> _WHAT THE TASK ASKS_
Please repeat all the entries. Nothing may differ.

[Stored items from a collection]
=======
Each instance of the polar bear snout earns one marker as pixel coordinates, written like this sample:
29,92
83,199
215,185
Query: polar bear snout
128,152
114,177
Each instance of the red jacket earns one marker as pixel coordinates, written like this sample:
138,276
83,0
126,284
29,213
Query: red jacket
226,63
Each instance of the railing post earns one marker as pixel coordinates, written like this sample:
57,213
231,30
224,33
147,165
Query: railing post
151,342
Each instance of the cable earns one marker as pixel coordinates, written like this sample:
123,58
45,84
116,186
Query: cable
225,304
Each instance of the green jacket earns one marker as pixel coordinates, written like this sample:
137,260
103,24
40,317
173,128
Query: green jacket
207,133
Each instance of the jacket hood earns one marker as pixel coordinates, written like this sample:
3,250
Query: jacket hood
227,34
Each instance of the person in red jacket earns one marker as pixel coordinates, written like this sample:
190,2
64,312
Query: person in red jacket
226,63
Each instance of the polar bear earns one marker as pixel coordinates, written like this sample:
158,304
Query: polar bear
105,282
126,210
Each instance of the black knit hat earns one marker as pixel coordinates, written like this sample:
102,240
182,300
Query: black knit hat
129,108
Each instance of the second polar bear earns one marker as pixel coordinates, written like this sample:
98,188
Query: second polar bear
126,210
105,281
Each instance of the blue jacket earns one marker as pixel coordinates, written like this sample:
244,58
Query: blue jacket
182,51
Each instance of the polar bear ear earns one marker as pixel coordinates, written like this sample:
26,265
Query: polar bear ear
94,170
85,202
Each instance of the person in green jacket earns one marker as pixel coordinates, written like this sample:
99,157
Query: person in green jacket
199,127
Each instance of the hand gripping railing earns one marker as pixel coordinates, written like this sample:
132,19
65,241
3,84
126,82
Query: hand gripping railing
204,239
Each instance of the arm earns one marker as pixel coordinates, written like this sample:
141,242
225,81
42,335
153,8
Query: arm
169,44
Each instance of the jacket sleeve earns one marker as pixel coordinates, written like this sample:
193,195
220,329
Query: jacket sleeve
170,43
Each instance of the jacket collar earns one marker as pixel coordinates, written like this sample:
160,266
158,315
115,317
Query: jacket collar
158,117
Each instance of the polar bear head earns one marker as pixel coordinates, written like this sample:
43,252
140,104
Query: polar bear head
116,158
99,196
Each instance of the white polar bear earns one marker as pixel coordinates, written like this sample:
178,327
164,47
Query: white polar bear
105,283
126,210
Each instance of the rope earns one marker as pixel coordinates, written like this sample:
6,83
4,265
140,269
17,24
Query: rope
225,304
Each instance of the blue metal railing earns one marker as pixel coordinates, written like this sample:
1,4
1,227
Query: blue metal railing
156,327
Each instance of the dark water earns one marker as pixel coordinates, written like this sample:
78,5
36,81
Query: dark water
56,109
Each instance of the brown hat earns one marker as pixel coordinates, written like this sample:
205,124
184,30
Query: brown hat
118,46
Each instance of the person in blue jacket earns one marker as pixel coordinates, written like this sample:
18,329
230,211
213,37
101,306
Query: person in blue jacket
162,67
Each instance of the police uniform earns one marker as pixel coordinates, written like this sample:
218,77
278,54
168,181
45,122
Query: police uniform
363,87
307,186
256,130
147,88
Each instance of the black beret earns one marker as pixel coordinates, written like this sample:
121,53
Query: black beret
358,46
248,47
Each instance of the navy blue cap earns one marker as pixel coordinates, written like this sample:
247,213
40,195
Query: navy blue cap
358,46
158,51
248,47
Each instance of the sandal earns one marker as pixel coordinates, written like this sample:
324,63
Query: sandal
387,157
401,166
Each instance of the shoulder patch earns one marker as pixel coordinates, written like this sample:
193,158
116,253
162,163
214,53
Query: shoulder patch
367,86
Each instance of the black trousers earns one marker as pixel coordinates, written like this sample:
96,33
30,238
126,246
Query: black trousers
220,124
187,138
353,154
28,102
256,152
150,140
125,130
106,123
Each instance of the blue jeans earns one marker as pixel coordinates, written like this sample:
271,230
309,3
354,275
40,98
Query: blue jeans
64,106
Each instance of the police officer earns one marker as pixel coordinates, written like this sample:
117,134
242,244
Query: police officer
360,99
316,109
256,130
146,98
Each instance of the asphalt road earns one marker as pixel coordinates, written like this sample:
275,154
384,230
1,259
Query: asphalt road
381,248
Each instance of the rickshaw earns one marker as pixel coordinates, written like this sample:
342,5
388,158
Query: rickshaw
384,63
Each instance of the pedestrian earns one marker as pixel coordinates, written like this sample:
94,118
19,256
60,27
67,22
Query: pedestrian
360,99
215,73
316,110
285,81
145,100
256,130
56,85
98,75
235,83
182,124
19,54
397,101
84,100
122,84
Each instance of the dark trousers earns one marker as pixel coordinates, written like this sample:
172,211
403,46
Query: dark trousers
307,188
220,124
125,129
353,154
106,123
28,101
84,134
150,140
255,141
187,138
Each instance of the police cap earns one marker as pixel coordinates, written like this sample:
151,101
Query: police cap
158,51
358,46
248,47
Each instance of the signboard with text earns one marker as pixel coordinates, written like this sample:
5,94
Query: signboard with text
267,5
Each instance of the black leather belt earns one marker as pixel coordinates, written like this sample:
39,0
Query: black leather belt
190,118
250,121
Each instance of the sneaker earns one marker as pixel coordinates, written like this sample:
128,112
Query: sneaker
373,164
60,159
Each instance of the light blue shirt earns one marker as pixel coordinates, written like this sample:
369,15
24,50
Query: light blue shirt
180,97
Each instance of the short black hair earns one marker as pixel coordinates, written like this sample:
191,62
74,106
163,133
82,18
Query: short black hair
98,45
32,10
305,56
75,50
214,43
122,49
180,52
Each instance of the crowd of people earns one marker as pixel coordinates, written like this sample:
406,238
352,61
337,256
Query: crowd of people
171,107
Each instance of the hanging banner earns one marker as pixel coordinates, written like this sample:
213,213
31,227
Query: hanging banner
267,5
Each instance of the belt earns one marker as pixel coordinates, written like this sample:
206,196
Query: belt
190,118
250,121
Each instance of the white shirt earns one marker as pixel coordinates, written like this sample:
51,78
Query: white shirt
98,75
=======
> _RESULT_
Each instance of the polar bear snout earns one marker as pixel coordinates, written like this sample:
29,92
83,199
215,185
Query: polar bear snout
128,152
114,177
Each instance of the red jacket earns one marker as pixel coordinates, written like this sample:
138,276
83,0
126,284
29,213
Query: red jacket
226,63
Each instance of the railing post earns one marker as pixel coordinates, written like this sample:
57,213
231,30
224,33
147,165
Query: railing post
151,342
Each instance of the cable earns one marker as pixel coordinates, written like this sample:
123,58
45,84
116,186
Query: cable
225,304
Each instance of the green jacket earns one marker as pixel coordinates, written like this sample:
137,260
103,24
40,317
173,128
Query: green jacket
207,133
Each instance of the jacket hood earns one marker as pixel coordinates, written like this sample:
3,250
Query: jacket hood
227,34
Each instance of the person in red jacket earns one marker as pixel coordinates, written like this sample:
190,2
64,312
Query: person in red jacket
226,63
Each instance of the polar bear earns one marker as pixel coordinates, written like this sample:
158,304
Query: polar bear
105,282
126,210
Each instance of the black knit hat earns one marker as pixel coordinates, written like this sample:
102,240
182,300
Query: black knit hat
129,108
Each instance of the second polar bear earns one marker as pixel coordinates, written like this sample:
98,188
Query: second polar bear
126,210
105,281
Each instance of the blue jacket earns one marker as pixel coordinates, written like this sample:
244,58
Query: blue jacket
182,51
Each instance of the polar bear ear earns one marker as pixel coordinates, written like this sample:
26,265
Query: polar bear ear
94,170
85,202
Each instance of the person in green jacket earns one marker as pixel coordinates, written like this sample:
99,157
Query: person in green jacket
199,127
Each instance of the hand gripping railing earns one marker as pixel coordinates, written like this sample:
132,19
65,241
3,84
126,82
Query: hand gripping railing
204,239
Each instance of the arm earns one marker as pixel coordinates, written like this sample:
141,242
225,81
42,335
153,8
Query: arm
169,44
Each instance of the jacket sleeve earns one marker as pixel coordinates, written like this sample:
193,195
220,329
Query: jacket sleeve
170,43
Each instance of the jacket collar earns one marker as pixel coordinates, written like this sample:
160,266
158,315
115,317
Query: jacket collar
158,117
Each instance of the polar bear head earns one marker as pixel coordinates, written like this sample:
43,252
140,104
Query: polar bear head
116,158
99,196
Each instance of the white polar bear earns one marker as pixel coordinates, written like this sample:
178,327
164,47
Query: white polar bear
105,283
126,210
Each instance of the rope earns one marker as pixel coordinates, written like this sample:
6,83
4,265
140,269
17,24
Query: rope
225,304
Each instance of the blue metal railing earns one marker as pixel coordinates, written like this sample:
1,4
1,227
Query: blue metal railing
156,327
Each instance of the dark water earns one marker as pixel coordinates, written like this sample:
78,5
36,81
Query: dark water
56,109
Each instance of the brown hat earns one marker as pixel coordinates, written like this sample:
205,124
184,30
Query: brown hat
118,46
Each instance of the person in blue jacket earns one marker as pixel coordinates, written like this sample:
18,329
230,211
213,37
101,306
Query: person in blue jacket
162,67
Each instance of the police uniform earns one marker as pixel coordinates, written like this sample:
218,77
278,54
168,181
45,122
Query: police uniform
363,87
307,186
256,130
147,88
Each instance of the black beret earns one marker as pixel coordinates, written like this sample:
121,53
Query: black beret
358,46
248,47
Each instance of the navy blue cap earns one marker as pixel coordinates, written like this sample:
247,213
40,195
Query: navy blue cap
358,46
158,51
248,47
Each instance of the sandal earns one marker as pixel coordinates, written like this sample:
324,63
Query: sandal
387,157
401,166
Each instance of the shoulder patch earns one marker as pixel coordinates, written like this sample:
193,158
116,253
162,163
214,53
Query: shoulder patch
367,86
Each instance of the black trousers earns one marker as pixel coordinates, written like this sample:
96,33
30,238
126,246
Query: black trousers
220,124
187,138
353,154
28,102
256,152
150,140
125,130
106,123
Each instance of the blue jeans earns one marker as pixel coordinates, written like this sample:
271,230
309,3
354,275
40,98
Query: blue jeans
64,106
Each instance of the police officer earns one marker as pixel coordinates, written like this sample:
117,134
242,244
Query: police officer
360,99
316,109
256,130
146,98
Each instance of the asphalt road earns one marker as pixel coordinates, written like this sample:
275,154
384,230
1,259
Query: asphalt road
381,248
Each instance of the rickshaw earns one marker as pixel coordinates, written like this sample:
342,5
388,158
Query: rickshaw
384,63
Each instance of the pedestrian earns one marker as pixel coordinates, written like this sample:
94,118
19,256
60,27
67,22
Query: pedestrian
360,99
215,73
316,110
285,81
145,100
256,130
56,85
98,75
235,83
182,124
19,54
397,101
84,100
122,84
Each instance of the dark trousers earns one marker as pixel coordinates, written like this sample:
172,211
403,46
Query: dark trousers
307,188
220,124
125,129
353,154
106,123
28,101
84,134
150,140
255,141
187,138
Each instance of the police cap earns one marker as pixel coordinates, written like this sample:
151,101
Query: police cap
158,51
358,46
248,47
Each instance of the signboard with text earns one marker as pixel coordinates, written like this sample:
5,94
Query: signboard with text
267,5
Each instance of the black leather belt earns one marker as pixel coordinates, written like this sample:
39,0
Query: black leather belt
190,118
250,121
Each instance of the sneaker earns one marker as pixel coordinates, written like this sample:
128,112
Query: sneaker
373,164
60,159
Each instance of the light blue shirt earns one marker as pixel coordinates, written like this sample:
369,15
24,50
Query: light blue shirt
180,97
Each instance of the short black hair earns one marker as pixel coordinates, written like this sample:
191,62
74,106
163,133
82,18
Query: short black hair
98,45
32,10
305,56
75,50
214,43
122,49
180,52
Each instance of the crowd of people earns one marker as pixel coordinates, written like this sample:
406,238
352,61
337,256
Query: crowd of people
171,107
Each instance of the hanging banner earns one marker as pixel coordinates, written like this sample:
213,213
31,227
Query: hanging banner
267,5
Each instance of the belt earns one marker as pixel coordinates, written like this sample:
206,196
Query: belt
190,118
250,121
Each instance of the white shirt earns one marker as pixel coordinates, written like this sample:
51,78
Query: white shirt
98,75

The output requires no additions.